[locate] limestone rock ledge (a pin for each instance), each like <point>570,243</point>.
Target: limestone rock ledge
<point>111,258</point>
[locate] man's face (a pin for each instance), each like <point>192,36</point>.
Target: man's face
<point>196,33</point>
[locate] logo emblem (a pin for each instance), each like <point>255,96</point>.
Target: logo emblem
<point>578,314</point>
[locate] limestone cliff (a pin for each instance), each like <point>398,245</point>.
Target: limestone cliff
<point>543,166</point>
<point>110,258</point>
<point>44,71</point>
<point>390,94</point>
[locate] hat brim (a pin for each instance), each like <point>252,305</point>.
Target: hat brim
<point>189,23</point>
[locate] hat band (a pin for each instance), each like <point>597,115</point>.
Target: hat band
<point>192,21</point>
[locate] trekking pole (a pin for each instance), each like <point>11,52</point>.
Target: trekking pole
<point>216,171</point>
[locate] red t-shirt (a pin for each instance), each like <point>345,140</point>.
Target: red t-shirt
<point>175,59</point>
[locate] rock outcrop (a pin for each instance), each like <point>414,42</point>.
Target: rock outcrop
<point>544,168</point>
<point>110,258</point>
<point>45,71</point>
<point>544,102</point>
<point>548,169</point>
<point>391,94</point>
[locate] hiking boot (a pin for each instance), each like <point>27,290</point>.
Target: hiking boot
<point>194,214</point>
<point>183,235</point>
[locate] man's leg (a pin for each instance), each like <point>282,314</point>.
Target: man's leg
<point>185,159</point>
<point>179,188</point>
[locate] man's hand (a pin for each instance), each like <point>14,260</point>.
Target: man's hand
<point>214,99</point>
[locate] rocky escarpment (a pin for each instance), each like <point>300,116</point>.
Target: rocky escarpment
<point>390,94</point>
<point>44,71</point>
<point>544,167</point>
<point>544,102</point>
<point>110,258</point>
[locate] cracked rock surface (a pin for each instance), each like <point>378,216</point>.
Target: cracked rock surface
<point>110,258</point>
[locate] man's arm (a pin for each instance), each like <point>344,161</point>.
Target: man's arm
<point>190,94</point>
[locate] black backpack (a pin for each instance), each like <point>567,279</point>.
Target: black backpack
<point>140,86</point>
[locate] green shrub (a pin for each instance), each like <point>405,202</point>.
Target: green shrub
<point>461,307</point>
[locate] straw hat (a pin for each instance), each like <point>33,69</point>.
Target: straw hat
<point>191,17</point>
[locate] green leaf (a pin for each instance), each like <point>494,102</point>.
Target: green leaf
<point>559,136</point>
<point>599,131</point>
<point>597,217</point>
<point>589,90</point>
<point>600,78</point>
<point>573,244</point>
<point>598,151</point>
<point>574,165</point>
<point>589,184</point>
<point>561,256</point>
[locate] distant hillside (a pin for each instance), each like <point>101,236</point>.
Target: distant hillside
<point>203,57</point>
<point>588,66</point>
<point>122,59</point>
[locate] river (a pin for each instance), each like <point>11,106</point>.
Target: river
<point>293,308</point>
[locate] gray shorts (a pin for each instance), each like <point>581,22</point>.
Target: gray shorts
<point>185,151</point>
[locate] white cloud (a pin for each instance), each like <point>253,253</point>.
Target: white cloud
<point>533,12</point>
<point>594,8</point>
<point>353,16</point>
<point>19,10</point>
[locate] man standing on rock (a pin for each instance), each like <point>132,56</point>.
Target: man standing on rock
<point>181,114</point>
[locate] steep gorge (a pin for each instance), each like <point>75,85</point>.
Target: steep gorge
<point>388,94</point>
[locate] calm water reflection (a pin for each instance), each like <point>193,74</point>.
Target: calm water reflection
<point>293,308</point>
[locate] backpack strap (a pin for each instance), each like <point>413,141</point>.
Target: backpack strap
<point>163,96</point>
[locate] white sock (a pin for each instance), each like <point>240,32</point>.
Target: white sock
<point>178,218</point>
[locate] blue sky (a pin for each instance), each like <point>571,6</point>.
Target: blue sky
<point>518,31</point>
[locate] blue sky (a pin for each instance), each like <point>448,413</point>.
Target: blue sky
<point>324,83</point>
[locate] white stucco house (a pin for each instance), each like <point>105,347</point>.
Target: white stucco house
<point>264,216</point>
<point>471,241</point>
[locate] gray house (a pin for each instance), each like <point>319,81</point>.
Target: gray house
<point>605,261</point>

####################

§ STATED PROBLEM: Retype everything from the start of the listing down to the line that contains "<point>216,171</point>", with both ends included.

§ IN RESPONSE:
[locate] limestone rock ledge (a pin for each instance), each like <point>570,243</point>.
Target: limestone rock ledge
<point>111,258</point>
[locate] man's face (a pin for each instance), each like <point>192,36</point>.
Target: man's face
<point>196,33</point>
[locate] logo emblem (a pin for each instance), each like <point>255,96</point>.
Target: logo emblem
<point>578,314</point>
[locate] limestone cliff (a pin for each instance), each like <point>398,245</point>.
Target: limestone cliff
<point>543,166</point>
<point>110,258</point>
<point>44,71</point>
<point>390,94</point>
[locate] hat brim (a pin for each instance), each like <point>252,305</point>.
Target: hat brim
<point>189,23</point>
[locate] hat band (a pin for each instance), each like <point>597,115</point>.
Target: hat band
<point>192,21</point>
[locate] trekking pole (a pin for each instance), each like <point>11,52</point>.
Target: trekking pole
<point>216,171</point>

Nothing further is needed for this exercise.